§ **WHAT YOU NEED TO DO**: Copy out all of the material below word for word, leaving out the pictures.

§ **SUPPLIED MATERIAL**:
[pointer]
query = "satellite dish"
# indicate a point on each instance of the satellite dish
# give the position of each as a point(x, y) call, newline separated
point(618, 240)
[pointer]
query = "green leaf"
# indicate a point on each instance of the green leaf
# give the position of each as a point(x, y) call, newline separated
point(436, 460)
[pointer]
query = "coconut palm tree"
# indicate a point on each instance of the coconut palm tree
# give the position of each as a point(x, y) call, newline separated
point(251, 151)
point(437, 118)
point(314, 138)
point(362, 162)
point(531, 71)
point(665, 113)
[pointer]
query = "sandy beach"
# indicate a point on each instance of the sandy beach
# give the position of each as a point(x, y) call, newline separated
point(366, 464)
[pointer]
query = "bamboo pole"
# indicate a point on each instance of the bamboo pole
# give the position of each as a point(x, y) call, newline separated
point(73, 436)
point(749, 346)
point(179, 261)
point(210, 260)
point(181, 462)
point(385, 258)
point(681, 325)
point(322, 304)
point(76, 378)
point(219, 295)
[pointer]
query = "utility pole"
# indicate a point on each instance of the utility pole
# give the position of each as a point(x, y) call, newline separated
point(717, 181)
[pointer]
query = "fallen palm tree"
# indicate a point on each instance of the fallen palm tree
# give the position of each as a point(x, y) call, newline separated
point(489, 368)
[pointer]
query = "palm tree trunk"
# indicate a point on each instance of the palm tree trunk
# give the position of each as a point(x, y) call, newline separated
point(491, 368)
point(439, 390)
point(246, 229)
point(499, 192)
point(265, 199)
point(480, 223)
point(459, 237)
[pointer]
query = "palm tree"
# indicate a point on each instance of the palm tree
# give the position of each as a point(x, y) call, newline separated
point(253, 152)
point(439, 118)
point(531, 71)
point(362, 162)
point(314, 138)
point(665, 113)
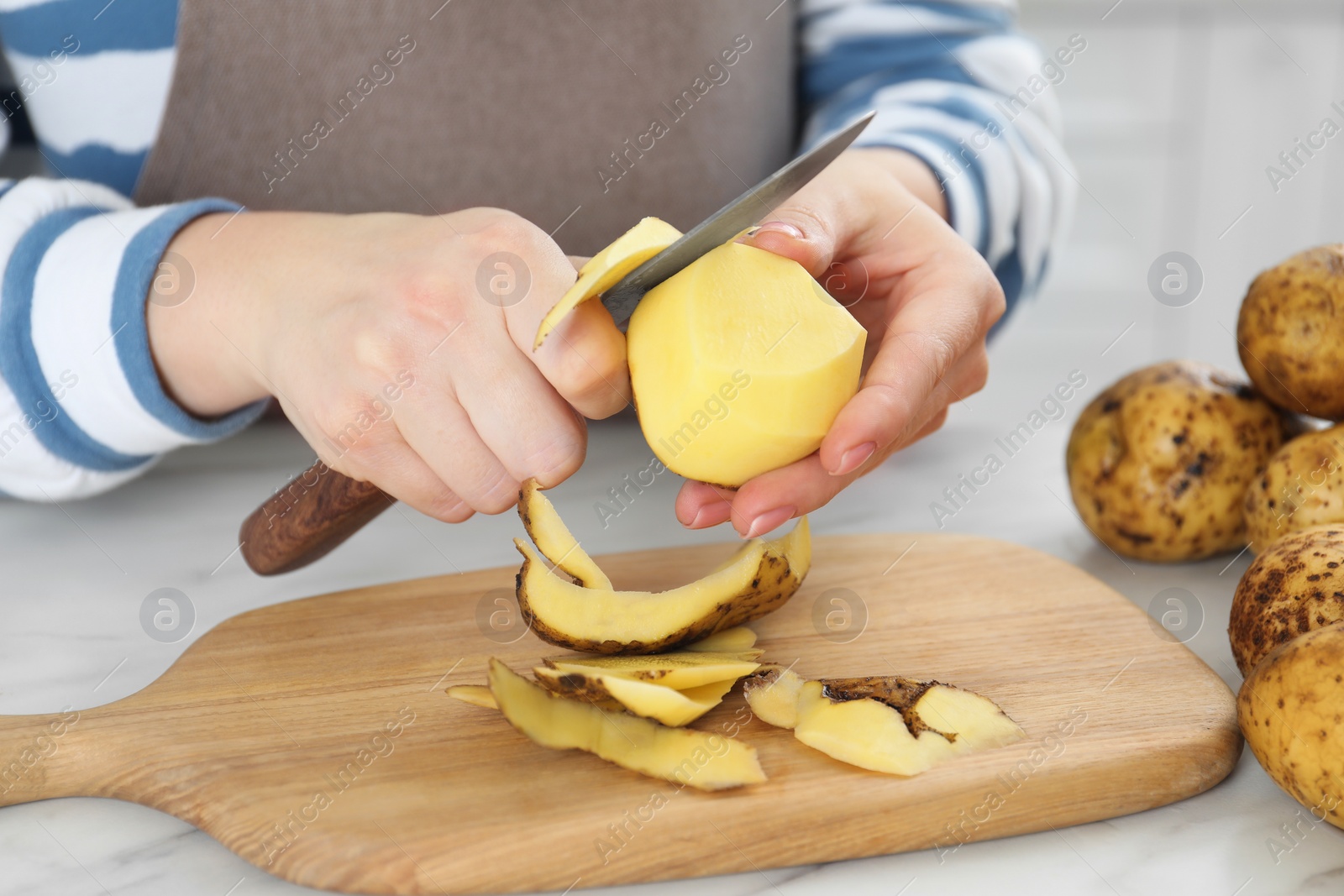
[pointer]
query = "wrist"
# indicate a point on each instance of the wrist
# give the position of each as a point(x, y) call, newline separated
point(190, 311)
point(911, 172)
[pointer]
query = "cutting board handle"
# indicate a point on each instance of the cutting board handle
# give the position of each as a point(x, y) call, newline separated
point(302, 521)
point(42, 757)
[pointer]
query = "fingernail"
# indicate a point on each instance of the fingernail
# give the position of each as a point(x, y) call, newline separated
point(780, 228)
point(770, 520)
point(853, 458)
point(710, 515)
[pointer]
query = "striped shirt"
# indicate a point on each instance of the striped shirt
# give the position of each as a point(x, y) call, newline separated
point(81, 405)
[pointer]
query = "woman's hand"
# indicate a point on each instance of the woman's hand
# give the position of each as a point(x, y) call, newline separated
point(870, 228)
point(400, 345)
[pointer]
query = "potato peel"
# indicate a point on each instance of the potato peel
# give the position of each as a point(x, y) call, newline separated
point(682, 755)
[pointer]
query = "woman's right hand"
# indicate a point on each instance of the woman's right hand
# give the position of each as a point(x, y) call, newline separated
point(400, 345)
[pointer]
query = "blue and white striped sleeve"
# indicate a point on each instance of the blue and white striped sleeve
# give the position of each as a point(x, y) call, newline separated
point(956, 85)
point(81, 403)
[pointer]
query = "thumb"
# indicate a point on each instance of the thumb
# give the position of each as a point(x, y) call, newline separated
point(808, 237)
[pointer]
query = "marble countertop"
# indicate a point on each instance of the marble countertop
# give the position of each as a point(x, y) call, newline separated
point(76, 577)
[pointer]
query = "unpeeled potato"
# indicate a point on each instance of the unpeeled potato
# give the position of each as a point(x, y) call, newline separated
point(1159, 464)
point(1290, 332)
point(1289, 711)
point(1294, 587)
point(1303, 485)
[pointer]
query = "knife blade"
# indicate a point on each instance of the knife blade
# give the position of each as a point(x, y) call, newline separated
point(746, 210)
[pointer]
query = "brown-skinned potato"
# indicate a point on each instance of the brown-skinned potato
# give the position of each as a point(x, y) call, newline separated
point(1289, 711)
point(1303, 485)
point(1159, 464)
point(1294, 587)
point(1290, 332)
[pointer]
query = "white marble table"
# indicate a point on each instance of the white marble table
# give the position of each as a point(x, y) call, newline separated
point(74, 578)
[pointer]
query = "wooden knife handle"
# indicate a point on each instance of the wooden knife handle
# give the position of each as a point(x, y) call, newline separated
point(302, 521)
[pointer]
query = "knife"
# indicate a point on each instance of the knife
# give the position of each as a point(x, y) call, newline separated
point(320, 508)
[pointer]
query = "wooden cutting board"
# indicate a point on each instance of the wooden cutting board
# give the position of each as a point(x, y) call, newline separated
point(315, 739)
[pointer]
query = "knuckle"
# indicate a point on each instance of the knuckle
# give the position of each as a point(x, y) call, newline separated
point(559, 456)
point(582, 375)
point(495, 493)
point(449, 508)
point(501, 228)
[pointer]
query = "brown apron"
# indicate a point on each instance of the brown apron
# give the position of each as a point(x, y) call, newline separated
point(582, 116)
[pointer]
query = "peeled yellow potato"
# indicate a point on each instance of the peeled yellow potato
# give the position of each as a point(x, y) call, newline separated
point(739, 364)
point(1289, 711)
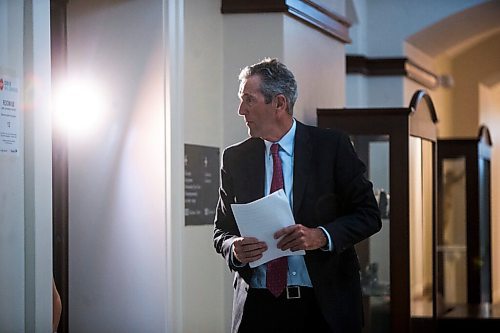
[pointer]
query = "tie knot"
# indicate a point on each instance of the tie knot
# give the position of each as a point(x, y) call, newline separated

§ **RESPONSE TO THIS EXERCISE**:
[pointer]
query = "satellite dish"
# indicate a point on each instance of the satellite dish
# give the position of each as a point(x, y) call, newline separated
point(618, 240)
[pointer]
query = "green leaf"
# indicate a point on each instance of the green leaf
# give the position of each as a point(x, y) call, newline separated
point(436, 460)
[pointer]
query = "coconut palm tree"
# indicate a point on each instance of the coconut palm tree
# give the position of each as a point(x, y) call, newline separated
point(251, 151)
point(437, 118)
point(314, 138)
point(362, 162)
point(531, 71)
point(665, 113)
[pointer]
query = "sandy beach"
# indicate a point on each instance of the sandy beach
# give the position of each as a point(x, y) call, newline separated
point(366, 464)
[pointer]
query = "bamboo pole"
# indicate a point on each instance of the bamboo pole
# give the position of each as a point(x, y) call, newline separated
point(73, 436)
point(749, 346)
point(179, 261)
point(210, 260)
point(181, 462)
point(385, 258)
point(681, 325)
point(322, 304)
point(76, 378)
point(219, 295)
[pointer]
query = "utility pole"
# indicate a point on each instance of the utility pole
# give the position of each as a point(x, y) call, newline separated
point(717, 181)
[pointer]
query = "fallen palm tree"
# indicate a point on each instance of the fallen palm tree
# give the position of each as a point(x, y) call, newline separated
point(489, 368)
[pointer]
query = "palm tree trunk"
# indicate a point on each instance of the palm tree trunk
# give the position of each as a point(x, y) call, newline separated
point(491, 368)
point(439, 390)
point(246, 229)
point(499, 192)
point(265, 199)
point(480, 223)
point(459, 237)
[pointer]
query = "palm tree"
# indicate a point on each instance of the palm tree
# give the position of each as a point(x, y) call, newline separated
point(253, 152)
point(439, 118)
point(531, 71)
point(362, 162)
point(314, 138)
point(665, 113)
[pointer]
query = "wrist"
# indicate a point on each instance of the wrist
# give the position of each as a point(x, y) call, newline separated
point(190, 311)
point(911, 172)
[pointer]
query = "cutting board handle"
# indicate a point on each instance of the cutting board handle
# give the position of each as a point(x, y) call, newline separated
point(302, 521)
point(42, 757)
[pointer]
query = "fingernail"
# indicate a point on each instance of the fingernail
# give the position of each as a point(x, y) call, newline separated
point(780, 228)
point(770, 520)
point(853, 458)
point(710, 515)
[pointer]
query = "striped shirt"
# indicate a point on each instance of the striped shirt
# give the position of each as a point(x, y) call, newline separated
point(81, 405)
[pointer]
query = "woman's hand"
# indicate a point on each instance of the woman's hand
# give the position of each as a point(x, y) call, newline separated
point(870, 228)
point(400, 345)
[pointer]
query = "potato peel"
# indicate a point on each instance of the potato peel
# give the position of each as a point(x, y) call, newline separated
point(682, 755)
[pointer]
query = "woman's right hand"
# indicate a point on each instance of the woman's right hand
# give the position of each as a point(x, y) call, newline separated
point(400, 345)
[pointer]
query = "blue and white striped sleeve"
# indicate a point on each instance of the blue and white striped sleeve
# give the position of each as a point(x, y) call, newline separated
point(956, 85)
point(81, 403)
[pointer]
query = "thumb"
# indicate a point on each instance of the thumb
# give the position of each as a point(x, y) call, newline separated
point(808, 237)
[pointer]
query = "marble countertop"
# indicate a point on each instance of the marble countertop
# give the position of each as a point(x, y) call, newline separated
point(76, 577)
[pointer]
query = "unpeeled potato"
# indicate a point on each instance of the unpeeled potato
# give the position of each as a point(x, y) call, newline separated
point(1159, 464)
point(1290, 332)
point(1289, 711)
point(1294, 587)
point(1303, 485)
[pointer]
query = "knife blade"
# indicate a point on each instance of the knife blade
# give the position of each as a point(x, y) call, newline separated
point(746, 210)
[pointer]
query = "brown-skinned potato"
# indicate a point on each instance of the brown-skinned potato
# give the position of each as a point(x, y) call, newline separated
point(1289, 711)
point(1303, 485)
point(1159, 464)
point(1294, 587)
point(1290, 332)
[pointer]
query = "white marble table"
# indicate a point on each instance of the white marble table
# give the position of each as a point(x, y) call, newline separated
point(74, 578)
[pointer]
query = "wooden knife handle"
# indicate a point on each instance of the wooden knife handle
# give the position of each as a point(x, y) call, newline separated
point(302, 521)
[pointer]
query = "knife"
# indicate a point on each instance of the knife
# give the position of each as a point(x, y) call, newline separated
point(320, 508)
[pointer]
query = "wooden cutting board"
# indicate a point on each instance of the wooden cutting board
# give the position of each as a point(x, y) call, newline separated
point(315, 739)
[pointer]
query = "knuckle"
# indicate a point on each instance of the knuckle
# give the position of each as a point(x, y) call, newline separated
point(559, 456)
point(582, 375)
point(495, 493)
point(449, 508)
point(501, 228)
[pointer]
query = "brown apron"
# indicate a point on each instance of the brown apron
# give the position of each as a point(x, y) call, newline separated
point(582, 116)
[pointer]
query = "peeled yellow potato"
# indicate a point on each instance of the peeled yellow potato
# give the position of each as a point(x, y) call, newline separated
point(739, 364)
point(1289, 711)
[pointer]
query = "tie knot"
# indicate a point on each instance of the tie knot
# give the position of each as a point(x, y) call, newline separated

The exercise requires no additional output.